Time Travel Sync performs the following operations on your database:
- Captures only the changes in the data as they occur
- Leverage Snowflake Time Travel to access historical data
Fivetran Teleport Sync
Fivetran Teleport Sync queries perform the following operations on your database:
- Perform a full table scan of each synced table
- Perform calculations on all values in each synced table's rows
- Aggregate a compressed table snapshot in the database's memory
For optimum Fivetran Teleport Sync performance, we recommend that you make the following resources available in your database:
- 1 GB Free RAM
- 1 Free CPU Core
- IOPS (Teleport Sync times decrease linearly with an increase of available IOPS).
NOTE: Teleport captures deletes differently than log-based replication mechanisms. Learn more in our Changes to data between syncs documentation.
Automatic table re-syncs
For tables with a primary key, we support ADD COLUMN DDL operations with null or default static values. All other table or column alterations trigger an automatic table re-sync. For tables without a primary key, any DDL operation triggers an automatic table re-sync.

#### INSTRUCTIONS FOR THE TASK:
Carry on the passage above about Fivetran sync methods, picking up right after its final sentence. The records that come next are not needed.

(Entries in the collection)

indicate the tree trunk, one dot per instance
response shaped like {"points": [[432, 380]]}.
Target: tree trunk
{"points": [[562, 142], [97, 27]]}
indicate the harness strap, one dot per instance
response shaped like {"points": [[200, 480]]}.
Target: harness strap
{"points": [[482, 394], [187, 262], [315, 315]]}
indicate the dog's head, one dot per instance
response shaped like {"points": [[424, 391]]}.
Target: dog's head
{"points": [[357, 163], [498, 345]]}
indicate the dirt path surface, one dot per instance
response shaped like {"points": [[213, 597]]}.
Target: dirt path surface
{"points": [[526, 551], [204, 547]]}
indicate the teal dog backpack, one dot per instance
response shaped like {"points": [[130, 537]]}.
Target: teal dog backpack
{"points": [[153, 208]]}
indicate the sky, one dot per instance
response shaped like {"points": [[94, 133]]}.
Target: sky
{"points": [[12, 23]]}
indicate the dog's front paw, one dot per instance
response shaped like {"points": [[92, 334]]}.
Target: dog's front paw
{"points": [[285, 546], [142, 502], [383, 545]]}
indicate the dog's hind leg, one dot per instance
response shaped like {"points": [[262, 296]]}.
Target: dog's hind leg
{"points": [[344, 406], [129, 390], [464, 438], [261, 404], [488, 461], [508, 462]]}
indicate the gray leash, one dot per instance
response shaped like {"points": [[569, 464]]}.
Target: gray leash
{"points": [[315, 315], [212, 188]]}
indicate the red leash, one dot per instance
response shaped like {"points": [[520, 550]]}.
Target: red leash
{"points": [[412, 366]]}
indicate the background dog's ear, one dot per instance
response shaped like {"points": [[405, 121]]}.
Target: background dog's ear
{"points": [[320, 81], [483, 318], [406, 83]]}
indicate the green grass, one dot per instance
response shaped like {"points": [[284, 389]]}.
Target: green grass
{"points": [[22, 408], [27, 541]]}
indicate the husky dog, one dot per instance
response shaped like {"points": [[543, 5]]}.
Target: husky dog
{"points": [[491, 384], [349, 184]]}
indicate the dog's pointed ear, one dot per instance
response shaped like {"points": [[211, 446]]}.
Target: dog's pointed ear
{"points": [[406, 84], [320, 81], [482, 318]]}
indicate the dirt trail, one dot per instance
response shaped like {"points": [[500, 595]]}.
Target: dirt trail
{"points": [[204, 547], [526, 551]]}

#### RESPONSE TO THE EXERCISE:
Tables with a primary key
We merge changes to tables with primary keys into the corresponding tables in your destination:
- An INSERT in the source table generates a new row in the destination with
_fivetran_deleted
=FALSE
. - A DELETE in the source table updates the corresponding row in the destination with
_fivetran_deleted
=TRUE
. - An UPDATE in the source table updates the data in the corresponding row in the destination.
If any primary key column has an unsupported data type, then the table is automatically treated as primary key-less (which means create table
permissions are required on the database or the workspace database).
Tables without a primary key
For tables without a primary key, we designate the _fivetran_id
column as the primary key. We populate this column with the hash of the values of each row.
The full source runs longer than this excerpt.